Exercise data
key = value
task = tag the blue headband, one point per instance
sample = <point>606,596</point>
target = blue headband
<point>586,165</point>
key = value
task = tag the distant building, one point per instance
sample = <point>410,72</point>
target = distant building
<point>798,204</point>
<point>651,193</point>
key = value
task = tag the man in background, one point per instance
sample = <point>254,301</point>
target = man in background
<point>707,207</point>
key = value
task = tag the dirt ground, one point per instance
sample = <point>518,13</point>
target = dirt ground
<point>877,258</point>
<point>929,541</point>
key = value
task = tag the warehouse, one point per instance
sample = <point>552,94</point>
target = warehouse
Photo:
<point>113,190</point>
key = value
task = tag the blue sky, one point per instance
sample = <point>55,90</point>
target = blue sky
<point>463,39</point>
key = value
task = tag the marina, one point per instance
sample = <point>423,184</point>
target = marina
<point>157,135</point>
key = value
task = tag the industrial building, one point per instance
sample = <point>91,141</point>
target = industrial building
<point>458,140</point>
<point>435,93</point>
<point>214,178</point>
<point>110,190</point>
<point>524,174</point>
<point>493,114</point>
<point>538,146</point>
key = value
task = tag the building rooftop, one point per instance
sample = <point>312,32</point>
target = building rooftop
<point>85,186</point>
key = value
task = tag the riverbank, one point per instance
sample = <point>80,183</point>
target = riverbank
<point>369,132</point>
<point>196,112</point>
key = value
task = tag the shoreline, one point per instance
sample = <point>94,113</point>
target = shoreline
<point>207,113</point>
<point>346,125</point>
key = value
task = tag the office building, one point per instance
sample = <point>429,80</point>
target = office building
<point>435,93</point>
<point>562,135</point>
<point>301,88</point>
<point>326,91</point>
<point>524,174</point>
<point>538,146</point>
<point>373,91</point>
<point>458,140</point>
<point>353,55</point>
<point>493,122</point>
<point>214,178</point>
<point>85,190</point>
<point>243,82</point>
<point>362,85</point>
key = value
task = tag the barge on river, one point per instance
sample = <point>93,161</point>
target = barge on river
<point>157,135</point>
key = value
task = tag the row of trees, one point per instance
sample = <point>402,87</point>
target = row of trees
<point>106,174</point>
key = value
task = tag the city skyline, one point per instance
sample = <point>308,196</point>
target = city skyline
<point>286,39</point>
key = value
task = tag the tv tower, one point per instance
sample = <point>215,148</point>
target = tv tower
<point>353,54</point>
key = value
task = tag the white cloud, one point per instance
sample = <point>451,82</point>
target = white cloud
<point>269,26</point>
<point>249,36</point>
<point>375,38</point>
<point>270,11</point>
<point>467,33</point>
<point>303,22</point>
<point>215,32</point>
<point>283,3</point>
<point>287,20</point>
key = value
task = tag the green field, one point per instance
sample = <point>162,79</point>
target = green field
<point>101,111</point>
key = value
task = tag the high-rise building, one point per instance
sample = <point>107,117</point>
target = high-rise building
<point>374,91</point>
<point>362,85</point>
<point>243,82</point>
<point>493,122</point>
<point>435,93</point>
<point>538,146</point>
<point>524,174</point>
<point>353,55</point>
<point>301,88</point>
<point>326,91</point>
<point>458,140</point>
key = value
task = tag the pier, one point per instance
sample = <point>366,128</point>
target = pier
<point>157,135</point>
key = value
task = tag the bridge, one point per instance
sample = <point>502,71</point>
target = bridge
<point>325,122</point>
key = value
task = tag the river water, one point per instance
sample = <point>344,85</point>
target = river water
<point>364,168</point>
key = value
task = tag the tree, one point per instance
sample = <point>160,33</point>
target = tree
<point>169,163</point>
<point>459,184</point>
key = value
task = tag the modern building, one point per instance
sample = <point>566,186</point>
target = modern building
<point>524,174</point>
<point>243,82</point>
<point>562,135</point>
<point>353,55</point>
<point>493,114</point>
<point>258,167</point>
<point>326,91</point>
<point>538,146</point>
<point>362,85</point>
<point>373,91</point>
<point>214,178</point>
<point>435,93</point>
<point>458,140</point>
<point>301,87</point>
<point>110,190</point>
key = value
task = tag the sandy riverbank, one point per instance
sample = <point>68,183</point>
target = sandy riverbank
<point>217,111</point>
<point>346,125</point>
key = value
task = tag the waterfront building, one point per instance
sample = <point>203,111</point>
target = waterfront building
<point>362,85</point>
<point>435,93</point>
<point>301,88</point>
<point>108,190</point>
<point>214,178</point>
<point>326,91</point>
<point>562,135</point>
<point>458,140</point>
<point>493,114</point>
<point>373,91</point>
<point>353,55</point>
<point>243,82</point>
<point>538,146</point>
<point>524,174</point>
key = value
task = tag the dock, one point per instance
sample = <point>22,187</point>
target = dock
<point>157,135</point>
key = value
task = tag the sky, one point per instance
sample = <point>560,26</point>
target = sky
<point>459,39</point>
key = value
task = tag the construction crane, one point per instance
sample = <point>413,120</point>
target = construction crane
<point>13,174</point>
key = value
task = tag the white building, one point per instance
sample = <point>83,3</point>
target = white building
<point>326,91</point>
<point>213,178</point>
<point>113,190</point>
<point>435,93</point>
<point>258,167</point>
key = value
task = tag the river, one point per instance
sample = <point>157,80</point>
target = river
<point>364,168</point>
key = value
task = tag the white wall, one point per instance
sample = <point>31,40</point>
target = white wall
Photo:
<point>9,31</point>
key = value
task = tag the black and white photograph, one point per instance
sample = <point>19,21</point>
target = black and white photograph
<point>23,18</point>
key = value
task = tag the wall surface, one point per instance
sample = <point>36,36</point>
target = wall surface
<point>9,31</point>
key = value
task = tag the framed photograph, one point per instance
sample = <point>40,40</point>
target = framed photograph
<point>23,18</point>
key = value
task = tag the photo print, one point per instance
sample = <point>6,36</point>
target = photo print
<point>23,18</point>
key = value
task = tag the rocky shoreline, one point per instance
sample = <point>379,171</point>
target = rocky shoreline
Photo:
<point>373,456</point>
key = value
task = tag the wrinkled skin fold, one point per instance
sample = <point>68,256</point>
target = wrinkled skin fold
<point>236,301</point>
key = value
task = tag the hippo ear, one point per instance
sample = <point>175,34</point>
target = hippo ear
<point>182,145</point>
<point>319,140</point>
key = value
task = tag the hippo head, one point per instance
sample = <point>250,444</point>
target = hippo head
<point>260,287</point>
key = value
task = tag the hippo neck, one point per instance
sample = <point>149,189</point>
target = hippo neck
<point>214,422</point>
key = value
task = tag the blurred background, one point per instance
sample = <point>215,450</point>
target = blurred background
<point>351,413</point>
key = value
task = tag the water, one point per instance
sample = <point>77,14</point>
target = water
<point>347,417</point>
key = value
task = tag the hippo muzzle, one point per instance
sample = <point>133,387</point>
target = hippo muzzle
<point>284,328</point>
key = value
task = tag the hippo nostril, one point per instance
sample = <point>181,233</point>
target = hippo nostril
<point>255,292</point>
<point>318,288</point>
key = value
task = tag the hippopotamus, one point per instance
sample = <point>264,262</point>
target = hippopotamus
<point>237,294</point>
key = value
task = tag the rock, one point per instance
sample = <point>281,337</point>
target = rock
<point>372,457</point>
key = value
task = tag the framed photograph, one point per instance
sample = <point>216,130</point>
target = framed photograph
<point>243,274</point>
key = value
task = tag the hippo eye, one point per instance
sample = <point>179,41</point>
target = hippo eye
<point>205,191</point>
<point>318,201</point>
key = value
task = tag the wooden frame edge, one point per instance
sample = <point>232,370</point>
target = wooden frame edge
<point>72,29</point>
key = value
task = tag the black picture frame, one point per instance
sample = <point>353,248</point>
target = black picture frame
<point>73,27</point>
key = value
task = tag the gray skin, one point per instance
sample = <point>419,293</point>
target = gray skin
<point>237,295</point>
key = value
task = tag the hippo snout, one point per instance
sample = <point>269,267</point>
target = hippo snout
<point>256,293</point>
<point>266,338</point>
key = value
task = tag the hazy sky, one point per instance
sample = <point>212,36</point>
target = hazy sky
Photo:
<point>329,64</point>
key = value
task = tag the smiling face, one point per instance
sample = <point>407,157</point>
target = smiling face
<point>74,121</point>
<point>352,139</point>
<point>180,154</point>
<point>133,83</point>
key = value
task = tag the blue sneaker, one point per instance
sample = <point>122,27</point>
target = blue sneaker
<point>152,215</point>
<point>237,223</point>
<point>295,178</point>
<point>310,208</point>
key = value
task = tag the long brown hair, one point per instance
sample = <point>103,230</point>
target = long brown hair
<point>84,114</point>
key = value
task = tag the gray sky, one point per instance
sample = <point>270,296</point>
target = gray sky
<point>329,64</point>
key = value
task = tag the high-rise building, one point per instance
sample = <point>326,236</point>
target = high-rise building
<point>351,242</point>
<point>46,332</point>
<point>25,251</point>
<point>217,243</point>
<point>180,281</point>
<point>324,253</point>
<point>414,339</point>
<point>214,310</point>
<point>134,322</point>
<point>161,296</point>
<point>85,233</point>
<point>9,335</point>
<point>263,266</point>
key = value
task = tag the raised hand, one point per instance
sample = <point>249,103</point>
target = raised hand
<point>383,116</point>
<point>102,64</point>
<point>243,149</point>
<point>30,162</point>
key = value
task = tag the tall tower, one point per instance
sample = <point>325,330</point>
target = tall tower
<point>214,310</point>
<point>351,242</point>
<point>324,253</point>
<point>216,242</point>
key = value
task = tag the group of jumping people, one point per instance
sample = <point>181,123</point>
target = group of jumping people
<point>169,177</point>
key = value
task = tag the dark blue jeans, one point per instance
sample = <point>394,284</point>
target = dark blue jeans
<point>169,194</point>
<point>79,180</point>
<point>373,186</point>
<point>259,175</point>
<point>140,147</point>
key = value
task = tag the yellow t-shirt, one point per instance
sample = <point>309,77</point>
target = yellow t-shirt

What is being asked
For this exercise, return every line from the data that holds the string "yellow".

Output for this task
task = tag the yellow t-shirt, one point per instance
target = yellow t-shirt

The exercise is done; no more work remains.